[Source text]

Hello all,
This has puzzled me for days and I couldn't find any explanation on the internet.
I noticed HTSeq-count gives the reads counts of a gene as 0. But when viewed in IGV with the accepted_hits.bam
from tophat2 alignment, there are hundreds to thousands reads aligned in that gene region (from different samples).
This is how I used HTSeq-count from HTSeq/0.6.1p1
and samtools/1.1
samtools sort -T tmp -o accepted_hits_nsort.bam -n accepted_hits.bam
htseq-count --format=bam --strand=no --order=name -a 5 --mode=union accepted_hits_nsort.bam Homo_sapiens.GRCh37.72.gtf > htseq_count_0.6.txt
However, when I break down the accepted_hits.bam and extract the chromosome where the gene is, HTSeq-count gives the right reads counts for this BAM file.
My accepted_hits.bam
contains 60,845,216 alignment using samtools view -c accepted_hits.bam
. I don't think for PE RNA-seq, file at size of 4.5G would be a problem for samtools or HTSeq-count to deal with?
My suspicions are:
- samtools name sort problem
- htseq-count bug
- out of memory
But from the try-error I have done so far, I cannot really figure out what has gone wrong here.
Could any one give any hint here? Any suggestion would be appreciated. Thanks.
Isn't it
--stranded
instead of--strand
? Default value for--stranded
is yes. If so, then probably it is assuming your reads are stranded. Although, not sure if that could be the issue.Hello ariesliu324!
It appears that your post has been cross-posted to another site: SEQanswers.
This is typically not recommended as it runs the risk of annoying people in both communities.
If it is a memory issue, I guess it should fail for all the genes.
Yes,
I also had an issue, I was using different versions of reference fasta and GTF files.
Make sure that reference fasta for mapping and GTF/GFF for feature count should be from same source and similar version.
As mentioned by komal.rathi, it's
--stranded
or-s
, but not--strand
HTH
I am having the same problem, @ariesliu324, did you manage to resolve this issue?

[/Source text]

■ **Problems to work on**:
A. Copy word for word the stretch of the HTSeq-count thread from "Could any one" through "all the genes.".
B. In the HTSeq-count thread, what is said to be the default value for --stranded?
C. Extend the HTSeq-count thread onward from its last post.
You won't need the stored data that comes next.

[Data listing]

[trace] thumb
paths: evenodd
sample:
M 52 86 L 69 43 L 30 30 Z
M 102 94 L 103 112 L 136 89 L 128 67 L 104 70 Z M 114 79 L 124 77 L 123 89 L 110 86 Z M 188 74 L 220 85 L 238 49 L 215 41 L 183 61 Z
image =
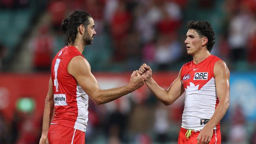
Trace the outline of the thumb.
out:
M 134 71 L 132 73 L 132 75 L 131 75 L 131 76 L 136 76 L 136 75 L 137 73 L 137 72 L 138 72 L 138 70 L 136 70 Z
M 142 77 L 142 78 L 143 78 L 143 79 L 147 79 L 147 77 L 146 77 L 145 76 L 145 75 L 144 75 L 144 74 L 142 75 L 141 75 L 141 77 Z
M 137 72 L 138 72 L 137 70 Z M 138 72 L 137 72 L 137 73 L 136 74 L 137 74 L 136 75 L 136 76 L 141 76 L 141 74 L 139 73 Z

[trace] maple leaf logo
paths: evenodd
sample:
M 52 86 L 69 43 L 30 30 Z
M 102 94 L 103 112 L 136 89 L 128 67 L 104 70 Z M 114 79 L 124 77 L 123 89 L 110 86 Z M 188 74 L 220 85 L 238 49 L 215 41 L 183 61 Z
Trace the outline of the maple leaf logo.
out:
M 187 86 L 187 89 L 185 88 L 185 91 L 187 94 L 189 94 L 191 92 L 195 92 L 198 90 L 198 88 L 199 85 L 195 86 L 195 84 L 191 82 L 189 82 L 190 86 Z

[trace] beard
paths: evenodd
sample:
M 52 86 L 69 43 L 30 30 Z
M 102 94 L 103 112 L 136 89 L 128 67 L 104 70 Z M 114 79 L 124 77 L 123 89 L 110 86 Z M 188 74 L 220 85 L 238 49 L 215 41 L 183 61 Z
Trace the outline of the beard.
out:
M 87 32 L 85 33 L 83 36 L 83 40 L 85 45 L 91 44 L 93 42 L 93 37 L 90 37 L 90 35 Z

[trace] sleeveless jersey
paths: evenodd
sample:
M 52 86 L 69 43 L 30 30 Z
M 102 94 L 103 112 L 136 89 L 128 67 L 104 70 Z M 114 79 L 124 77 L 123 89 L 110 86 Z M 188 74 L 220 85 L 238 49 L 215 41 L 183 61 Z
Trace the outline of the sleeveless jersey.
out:
M 51 124 L 85 132 L 88 118 L 88 96 L 67 72 L 69 61 L 77 55 L 84 57 L 76 47 L 66 46 L 52 60 L 51 77 L 55 111 Z
M 221 60 L 210 55 L 198 64 L 191 61 L 181 70 L 185 90 L 182 127 L 199 131 L 211 118 L 219 102 L 216 90 L 213 68 Z M 214 129 L 219 129 L 219 122 Z

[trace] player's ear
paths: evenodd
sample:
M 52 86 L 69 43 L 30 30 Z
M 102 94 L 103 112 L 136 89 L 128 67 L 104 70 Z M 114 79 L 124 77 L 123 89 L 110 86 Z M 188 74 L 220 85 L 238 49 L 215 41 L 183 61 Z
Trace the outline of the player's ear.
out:
M 204 46 L 208 42 L 208 39 L 206 37 L 204 37 L 202 41 L 202 46 Z
M 78 28 L 78 31 L 79 33 L 81 35 L 83 35 L 83 34 L 84 32 L 84 26 L 83 26 L 83 25 L 80 24 L 80 26 L 79 26 L 79 27 Z

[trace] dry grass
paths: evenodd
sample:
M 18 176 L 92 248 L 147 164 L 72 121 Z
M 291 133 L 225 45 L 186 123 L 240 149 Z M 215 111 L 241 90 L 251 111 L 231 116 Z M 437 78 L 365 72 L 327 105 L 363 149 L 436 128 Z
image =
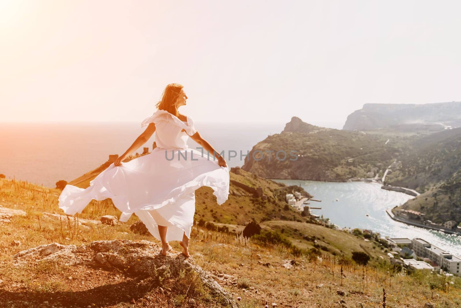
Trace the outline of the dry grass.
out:
M 99 280 L 101 283 L 112 285 L 113 273 L 106 275 L 106 278 L 102 272 L 94 276 L 96 272 L 83 272 L 93 270 L 80 269 L 80 272 L 76 272 L 76 268 L 53 262 L 13 267 L 12 256 L 21 250 L 52 242 L 79 245 L 94 240 L 116 238 L 157 242 L 150 235 L 141 236 L 130 230 L 130 224 L 137 219 L 134 215 L 127 223 L 111 226 L 91 223 L 78 225 L 77 219 L 68 219 L 65 215 L 60 219 L 41 214 L 43 212 L 61 211 L 57 205 L 59 193 L 57 190 L 42 189 L 25 182 L 0 180 L 0 204 L 22 209 L 27 213 L 0 225 L 0 279 L 3 281 L 0 284 L 0 295 L 2 291 L 9 296 L 23 294 L 21 292 L 24 290 L 37 298 L 54 294 L 52 292 L 80 294 L 83 289 L 77 287 L 83 288 L 82 285 L 87 288 L 84 291 L 89 292 L 85 293 L 87 296 L 92 296 L 94 293 L 100 295 L 102 290 L 109 294 L 117 291 L 117 289 L 101 289 L 102 286 L 92 284 Z M 78 216 L 97 219 L 102 215 L 119 214 L 110 200 L 94 201 Z M 429 302 L 437 307 L 461 305 L 459 278 L 422 272 L 411 274 L 396 273 L 389 262 L 379 261 L 379 256 L 383 253 L 380 248 L 374 249 L 371 243 L 364 242 L 362 239 L 321 226 L 281 221 L 266 221 L 262 225 L 263 229 L 274 231 L 284 225 L 285 235 L 302 248 L 308 249 L 312 243 L 306 241 L 298 242 L 302 238 L 300 237 L 301 234 L 315 235 L 321 239 L 319 242 L 328 246 L 330 251 L 322 251 L 319 257 L 309 254 L 296 257 L 283 245 L 262 246 L 251 239 L 194 226 L 190 241 L 191 255 L 204 270 L 213 273 L 217 281 L 231 291 L 236 298 L 241 297 L 238 302 L 240 307 L 263 307 L 266 304 L 271 307 L 272 302 L 276 303 L 278 307 L 341 307 L 339 303 L 343 300 L 349 307 L 381 307 L 383 289 L 385 290 L 386 307 L 421 307 Z M 11 246 L 13 240 L 20 240 L 21 245 Z M 174 249 L 180 251 L 177 242 L 171 243 Z M 363 247 L 373 261 L 370 266 L 362 268 L 349 258 L 350 251 Z M 339 253 L 342 251 L 344 258 L 340 256 Z M 337 255 L 333 255 L 333 251 L 337 252 Z M 290 268 L 282 266 L 287 259 L 295 260 Z M 225 278 L 220 277 L 223 276 L 221 274 L 231 277 Z M 73 279 L 76 280 L 73 284 L 66 280 L 71 275 L 76 277 Z M 124 279 L 124 283 L 128 284 L 129 279 L 133 279 L 124 276 L 123 273 L 119 275 L 121 281 Z M 85 284 L 77 284 L 77 279 Z M 213 299 L 193 272 L 183 273 L 175 277 L 165 274 L 160 280 L 163 280 L 161 284 L 151 286 L 151 291 L 154 294 L 143 293 L 134 298 L 134 303 L 132 299 L 127 298 L 104 305 L 102 302 L 96 302 L 95 307 L 154 307 L 149 306 L 149 303 L 154 302 L 163 303 L 162 307 L 188 307 L 191 297 L 196 301 L 195 307 L 218 307 L 210 303 Z M 158 291 L 161 286 L 166 295 Z M 338 290 L 343 290 L 346 294 L 338 295 Z M 97 298 L 95 298 L 96 301 Z M 153 298 L 157 301 L 153 301 Z M 0 306 L 1 304 L 0 300 Z

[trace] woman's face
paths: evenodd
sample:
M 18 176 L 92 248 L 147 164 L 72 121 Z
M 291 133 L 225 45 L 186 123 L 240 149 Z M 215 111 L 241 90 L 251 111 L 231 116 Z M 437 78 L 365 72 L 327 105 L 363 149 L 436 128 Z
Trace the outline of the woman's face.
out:
M 187 99 L 187 96 L 186 95 L 186 93 L 184 92 L 184 88 L 183 88 L 181 89 L 181 92 L 179 93 L 179 96 L 176 99 L 177 101 L 177 107 L 182 106 L 183 105 L 186 105 L 186 100 Z

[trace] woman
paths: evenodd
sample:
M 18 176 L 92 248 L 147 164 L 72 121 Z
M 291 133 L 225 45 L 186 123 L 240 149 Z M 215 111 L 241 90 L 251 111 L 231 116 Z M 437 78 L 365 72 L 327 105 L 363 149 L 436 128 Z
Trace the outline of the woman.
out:
M 211 187 L 218 204 L 222 204 L 229 196 L 229 171 L 222 156 L 197 131 L 192 118 L 178 111 L 187 98 L 182 85 L 168 84 L 158 110 L 142 122 L 141 127 L 147 125 L 144 132 L 89 187 L 66 185 L 59 198 L 59 208 L 73 215 L 81 213 L 92 199 L 110 198 L 122 212 L 120 221 L 128 221 L 134 213 L 161 241 L 162 255 L 171 249 L 168 242 L 177 240 L 188 257 L 195 190 Z M 122 163 L 154 132 L 157 146 L 152 152 Z M 189 148 L 189 137 L 203 150 Z

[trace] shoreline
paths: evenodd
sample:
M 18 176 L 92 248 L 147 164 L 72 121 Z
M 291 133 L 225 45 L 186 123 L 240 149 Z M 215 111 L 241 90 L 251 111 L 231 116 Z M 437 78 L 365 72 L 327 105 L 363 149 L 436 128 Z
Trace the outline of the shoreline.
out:
M 394 213 L 392 213 L 391 211 L 392 209 L 388 208 L 386 210 L 386 213 L 387 214 L 389 215 L 389 217 L 393 220 L 396 221 L 398 221 L 399 222 L 401 222 L 402 224 L 405 224 L 406 225 L 413 225 L 415 227 L 419 227 L 420 228 L 423 228 L 424 229 L 436 230 L 437 231 L 442 231 L 442 232 L 448 233 L 449 234 L 455 234 L 455 235 L 458 235 L 461 236 L 461 232 L 457 232 L 456 231 L 454 231 L 453 230 L 449 230 L 446 229 L 443 229 L 442 228 L 437 228 L 437 227 L 432 227 L 431 226 L 426 225 L 422 225 L 421 224 L 418 224 L 417 223 L 413 222 L 412 221 L 410 221 L 407 220 L 407 219 L 403 219 L 399 217 L 397 217 Z
M 266 179 L 268 180 L 278 180 L 280 181 L 283 181 L 284 180 L 290 180 L 291 181 L 313 181 L 314 182 L 325 182 L 325 183 L 347 183 L 351 182 L 363 182 L 366 183 L 372 183 L 374 184 L 378 184 L 381 185 L 381 189 L 383 190 L 391 190 L 392 191 L 396 191 L 397 192 L 402 193 L 402 194 L 405 194 L 409 195 L 412 196 L 413 197 L 417 197 L 418 196 L 421 195 L 420 193 L 414 190 L 412 190 L 410 188 L 406 188 L 405 187 L 402 187 L 401 186 L 394 186 L 391 185 L 385 185 L 383 184 L 383 182 L 379 180 L 376 180 L 372 178 L 361 178 L 362 179 L 354 179 L 355 178 L 350 178 L 348 179 L 345 181 L 319 181 L 317 180 L 300 180 L 298 179 L 293 179 L 292 178 L 267 178 Z

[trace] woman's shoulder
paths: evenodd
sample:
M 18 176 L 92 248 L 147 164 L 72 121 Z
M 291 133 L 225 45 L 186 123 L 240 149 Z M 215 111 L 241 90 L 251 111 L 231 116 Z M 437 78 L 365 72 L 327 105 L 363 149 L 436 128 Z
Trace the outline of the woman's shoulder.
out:
M 181 121 L 187 122 L 187 116 L 178 113 L 177 118 Z

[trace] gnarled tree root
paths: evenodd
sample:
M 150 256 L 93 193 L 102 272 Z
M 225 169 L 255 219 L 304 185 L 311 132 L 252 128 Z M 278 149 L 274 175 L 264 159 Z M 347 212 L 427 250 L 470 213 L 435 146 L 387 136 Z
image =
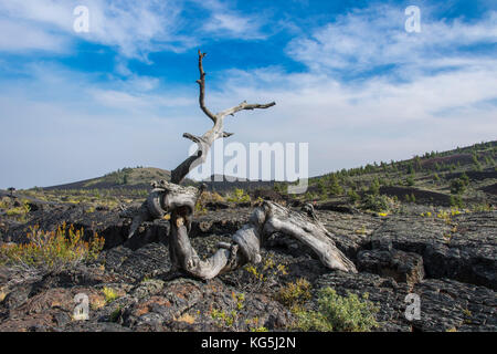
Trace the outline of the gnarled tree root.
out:
M 207 260 L 201 260 L 188 238 L 188 216 L 173 212 L 170 244 L 175 263 L 189 274 L 212 279 L 247 262 L 261 261 L 261 246 L 274 232 L 282 232 L 307 244 L 330 268 L 357 272 L 356 266 L 335 246 L 329 232 L 317 220 L 311 207 L 293 211 L 276 202 L 264 201 L 257 207 L 248 223 L 232 237 L 232 244 L 221 243 L 220 249 Z

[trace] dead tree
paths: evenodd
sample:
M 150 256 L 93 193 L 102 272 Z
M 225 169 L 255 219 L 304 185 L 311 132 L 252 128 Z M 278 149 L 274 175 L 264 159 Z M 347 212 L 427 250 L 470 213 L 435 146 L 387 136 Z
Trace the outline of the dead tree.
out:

[/Data listing]

■ **Answers for the tasks**:
A.
Could any one give any hint here? Any suggestion would be appreciated. Thanks.
Isn't it
--stranded
instead of--strand
? Default value for--stranded
is yes. If so, then probably it is assuming your reads are stranded. Although, not sure if that could be the issue.Hello ariesliu324!
It appears that your post has been cross-posted to another site: SEQanswers.
This is typically not recommended as it runs the risk of annoying people in both communities.
If it is a memory issue, I guess it should fail for all the genes.

B. The default value is yes.

C.
I have seen this before with polycistronic genes (more than one protein from one transcript). htseq-count does not assign a read when it overlaps two "genes". To htseq-count gene is simply the id attribute field (gene_id by default). Since polycistronic genes are generally given a different gene ids for each transcript/protein. Thus htseq-count does not know where to assign the read. To check for this you can do a bedtools intersect on you gtf/gff with the region of interest. If there is more than one gene_id in that region this is the likely culprit. Not sure if this is your problem, but it has bitten me a couple times. Hope that helps!
Aside: There is not really a great solution to assigning these reads. For example if the reads were assigned to each "gene" from a polycistronic locus and then you did a DE analysis and identified one of the polycistronic genes you would get all of them. If you then did a GO enrichment type analysis you would certainly enrich for any specific terms assigned to this gene. By not counting these reads (the default here) at least you don't get false positives enrichment, but you could miss important biology by not identifying a DE gene. It's really an annotation issue. When analyzing RNA data how should one handle annotation on a protein level?